:: Problem set ::
- a) Please rewrite the passage on Whitman starting with "Baker calls Whitman's" and going on through "was well known.", swapping "manuscript" for "handwritten form".
- b) How many lines of the records contain the string "panel"? Case counts; reply with the number alone.

:: Article ::

In her last years, Mrs. Whitman admired Swinburne's poetry, and in her correspondence with Mallarmé she offered the French poet advice on translating "The Raven" (Lloyd 103). She became "one of the most important mediators Mallarmé found between himself and Poe" (Lloyd 104). The French poet advised Whitman on her own translation of his "Tomb of Edgar Poe" (Ticknor 268-270).
Baker calls Whitman's criticism "a minor woman writer's programmatic attempt to publish a deviant, male-gendered authorial identity," but Baker seems to make too much of Whitman's pseudonymous publications. Her somewhat labored commentary about Whitman's attempts to "pass" as a male critic seem off the mark to me on three counts: first, criticism of the period tended to be highly intellectualized and almost genderless. Critics did not write as men or as women but as critics. Second, two of Whitman's key essays were published with the female pseudonym "Egeria," and most of Whitman's articles were circulated in manuscript among the literati and her identity was well known.

:: Material shown ::
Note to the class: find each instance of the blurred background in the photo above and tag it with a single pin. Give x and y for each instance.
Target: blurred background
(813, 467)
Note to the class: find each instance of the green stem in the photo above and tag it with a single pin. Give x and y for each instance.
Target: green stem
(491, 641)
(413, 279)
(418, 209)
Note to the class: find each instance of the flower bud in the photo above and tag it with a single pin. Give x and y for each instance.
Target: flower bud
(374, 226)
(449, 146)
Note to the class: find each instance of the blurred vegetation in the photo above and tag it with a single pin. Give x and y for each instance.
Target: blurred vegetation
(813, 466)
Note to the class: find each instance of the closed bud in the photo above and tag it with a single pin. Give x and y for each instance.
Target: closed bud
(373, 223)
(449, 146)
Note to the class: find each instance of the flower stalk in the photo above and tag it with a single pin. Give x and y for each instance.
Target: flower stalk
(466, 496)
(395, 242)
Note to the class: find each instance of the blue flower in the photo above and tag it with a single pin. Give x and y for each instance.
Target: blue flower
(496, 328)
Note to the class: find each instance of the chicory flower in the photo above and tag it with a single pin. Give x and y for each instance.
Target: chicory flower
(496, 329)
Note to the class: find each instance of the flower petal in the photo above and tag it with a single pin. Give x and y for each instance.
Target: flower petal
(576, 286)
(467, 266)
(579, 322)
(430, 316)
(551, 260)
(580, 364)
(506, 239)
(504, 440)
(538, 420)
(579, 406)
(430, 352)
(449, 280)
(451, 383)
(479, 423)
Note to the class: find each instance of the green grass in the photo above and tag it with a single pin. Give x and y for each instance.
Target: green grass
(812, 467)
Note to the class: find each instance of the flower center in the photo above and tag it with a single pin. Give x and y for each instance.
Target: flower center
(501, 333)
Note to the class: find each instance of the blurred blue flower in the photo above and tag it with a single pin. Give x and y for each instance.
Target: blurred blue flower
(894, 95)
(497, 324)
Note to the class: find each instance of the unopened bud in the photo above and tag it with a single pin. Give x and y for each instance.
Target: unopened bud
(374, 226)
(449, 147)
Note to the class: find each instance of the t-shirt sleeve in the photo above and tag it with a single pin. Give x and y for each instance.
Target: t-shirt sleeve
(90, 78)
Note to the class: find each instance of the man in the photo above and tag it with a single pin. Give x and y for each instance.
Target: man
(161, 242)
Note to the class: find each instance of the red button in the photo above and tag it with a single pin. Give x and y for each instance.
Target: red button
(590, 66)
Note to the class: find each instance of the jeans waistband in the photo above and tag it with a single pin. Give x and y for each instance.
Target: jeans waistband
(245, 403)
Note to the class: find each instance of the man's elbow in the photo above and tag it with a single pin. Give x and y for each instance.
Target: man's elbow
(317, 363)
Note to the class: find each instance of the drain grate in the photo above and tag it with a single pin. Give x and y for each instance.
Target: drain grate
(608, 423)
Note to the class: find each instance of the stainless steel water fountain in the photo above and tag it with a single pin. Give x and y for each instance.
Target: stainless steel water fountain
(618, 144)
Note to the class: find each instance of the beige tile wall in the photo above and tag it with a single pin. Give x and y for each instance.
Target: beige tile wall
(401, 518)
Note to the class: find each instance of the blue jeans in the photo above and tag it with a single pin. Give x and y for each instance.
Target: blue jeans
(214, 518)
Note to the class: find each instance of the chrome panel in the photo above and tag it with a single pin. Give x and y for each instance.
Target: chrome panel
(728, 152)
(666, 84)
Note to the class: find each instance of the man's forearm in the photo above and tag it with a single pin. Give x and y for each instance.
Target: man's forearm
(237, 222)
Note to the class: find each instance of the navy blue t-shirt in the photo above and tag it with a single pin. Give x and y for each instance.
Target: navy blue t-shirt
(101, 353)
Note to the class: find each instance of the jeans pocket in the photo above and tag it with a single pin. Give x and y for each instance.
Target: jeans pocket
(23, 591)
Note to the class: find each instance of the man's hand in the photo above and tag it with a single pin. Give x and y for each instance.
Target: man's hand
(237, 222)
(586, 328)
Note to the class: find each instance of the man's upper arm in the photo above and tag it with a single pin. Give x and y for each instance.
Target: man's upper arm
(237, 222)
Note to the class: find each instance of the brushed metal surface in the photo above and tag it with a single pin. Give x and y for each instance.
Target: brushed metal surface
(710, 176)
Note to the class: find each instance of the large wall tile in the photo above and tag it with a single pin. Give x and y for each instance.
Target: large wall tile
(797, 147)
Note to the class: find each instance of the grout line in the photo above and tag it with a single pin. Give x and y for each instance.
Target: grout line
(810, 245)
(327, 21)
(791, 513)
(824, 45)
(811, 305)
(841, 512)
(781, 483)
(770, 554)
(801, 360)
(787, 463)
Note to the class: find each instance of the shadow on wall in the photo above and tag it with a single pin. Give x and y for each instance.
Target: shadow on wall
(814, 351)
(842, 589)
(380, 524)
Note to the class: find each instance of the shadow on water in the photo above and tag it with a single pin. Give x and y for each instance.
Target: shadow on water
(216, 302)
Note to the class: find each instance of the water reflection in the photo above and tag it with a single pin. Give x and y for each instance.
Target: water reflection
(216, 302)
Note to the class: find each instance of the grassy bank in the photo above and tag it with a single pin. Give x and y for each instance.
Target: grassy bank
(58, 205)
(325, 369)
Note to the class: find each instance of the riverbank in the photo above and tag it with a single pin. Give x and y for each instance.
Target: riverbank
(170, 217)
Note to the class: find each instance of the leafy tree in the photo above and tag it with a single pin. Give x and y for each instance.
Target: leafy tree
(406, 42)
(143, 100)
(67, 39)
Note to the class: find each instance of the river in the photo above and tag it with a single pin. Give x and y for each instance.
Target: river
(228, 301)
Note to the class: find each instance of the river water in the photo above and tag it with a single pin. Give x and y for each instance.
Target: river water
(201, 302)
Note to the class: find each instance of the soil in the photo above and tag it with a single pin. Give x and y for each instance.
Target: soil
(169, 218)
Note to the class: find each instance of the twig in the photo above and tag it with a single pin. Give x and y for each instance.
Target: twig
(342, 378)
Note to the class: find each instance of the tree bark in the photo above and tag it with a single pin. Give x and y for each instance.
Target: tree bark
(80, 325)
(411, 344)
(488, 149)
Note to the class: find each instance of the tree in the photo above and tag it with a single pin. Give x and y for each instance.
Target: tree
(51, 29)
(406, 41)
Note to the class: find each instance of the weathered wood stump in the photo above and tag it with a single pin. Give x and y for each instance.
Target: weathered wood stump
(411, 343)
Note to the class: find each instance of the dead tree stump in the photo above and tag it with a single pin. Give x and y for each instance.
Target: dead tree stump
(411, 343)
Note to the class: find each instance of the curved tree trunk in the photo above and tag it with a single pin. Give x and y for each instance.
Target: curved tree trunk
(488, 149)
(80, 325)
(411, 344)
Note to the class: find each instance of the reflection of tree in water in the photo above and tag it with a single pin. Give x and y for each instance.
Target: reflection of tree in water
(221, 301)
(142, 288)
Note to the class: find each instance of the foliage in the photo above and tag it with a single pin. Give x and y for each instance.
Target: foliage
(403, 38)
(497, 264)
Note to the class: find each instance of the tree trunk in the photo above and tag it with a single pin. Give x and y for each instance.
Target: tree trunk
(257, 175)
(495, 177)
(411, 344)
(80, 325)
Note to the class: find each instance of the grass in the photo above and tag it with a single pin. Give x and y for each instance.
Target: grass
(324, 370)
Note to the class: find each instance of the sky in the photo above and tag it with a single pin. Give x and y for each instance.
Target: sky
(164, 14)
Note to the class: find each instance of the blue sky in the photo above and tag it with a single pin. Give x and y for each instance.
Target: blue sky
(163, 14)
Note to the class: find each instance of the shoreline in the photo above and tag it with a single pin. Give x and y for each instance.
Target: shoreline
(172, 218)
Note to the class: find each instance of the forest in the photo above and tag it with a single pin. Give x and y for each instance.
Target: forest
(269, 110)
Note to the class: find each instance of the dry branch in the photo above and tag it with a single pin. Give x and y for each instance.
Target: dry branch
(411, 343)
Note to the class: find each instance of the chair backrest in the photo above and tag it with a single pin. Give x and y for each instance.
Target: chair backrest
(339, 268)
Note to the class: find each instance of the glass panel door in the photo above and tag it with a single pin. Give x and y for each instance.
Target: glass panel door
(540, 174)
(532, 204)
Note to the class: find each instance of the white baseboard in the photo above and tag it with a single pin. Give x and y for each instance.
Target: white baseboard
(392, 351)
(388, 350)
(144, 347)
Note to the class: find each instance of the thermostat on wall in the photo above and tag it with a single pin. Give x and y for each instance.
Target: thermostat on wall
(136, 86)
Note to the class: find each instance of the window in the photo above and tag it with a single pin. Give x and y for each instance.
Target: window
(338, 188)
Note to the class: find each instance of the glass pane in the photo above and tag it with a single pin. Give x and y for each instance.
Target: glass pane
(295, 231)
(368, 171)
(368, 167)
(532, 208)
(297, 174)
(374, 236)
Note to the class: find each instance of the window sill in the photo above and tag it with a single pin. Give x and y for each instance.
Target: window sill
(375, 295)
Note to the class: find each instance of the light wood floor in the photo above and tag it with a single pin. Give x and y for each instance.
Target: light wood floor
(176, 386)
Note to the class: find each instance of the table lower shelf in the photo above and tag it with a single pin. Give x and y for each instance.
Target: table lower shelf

:: Answers for the tasks ::
- a)
Baker calls Whitman's criticism "a minor woman writer's programmatic attempt to publish a deviant, male-gendered authorial identity," but Baker seems to make too much of Whitman's pseudonymous publications. Her somewhat labored commentary about Whitman's attempts to "pass" as a male critic seem off the mark to me on three counts: first, criticism of the period tended to be highly intellectualized and almost genderless. Critics did not write as men or as women but as critics. Second, two of Whitman's key essays were published with the female pseudonym "Egeria," and most of Whitman's articles were circulated in handwritten form among the literati and her identity was well known.

- b) 4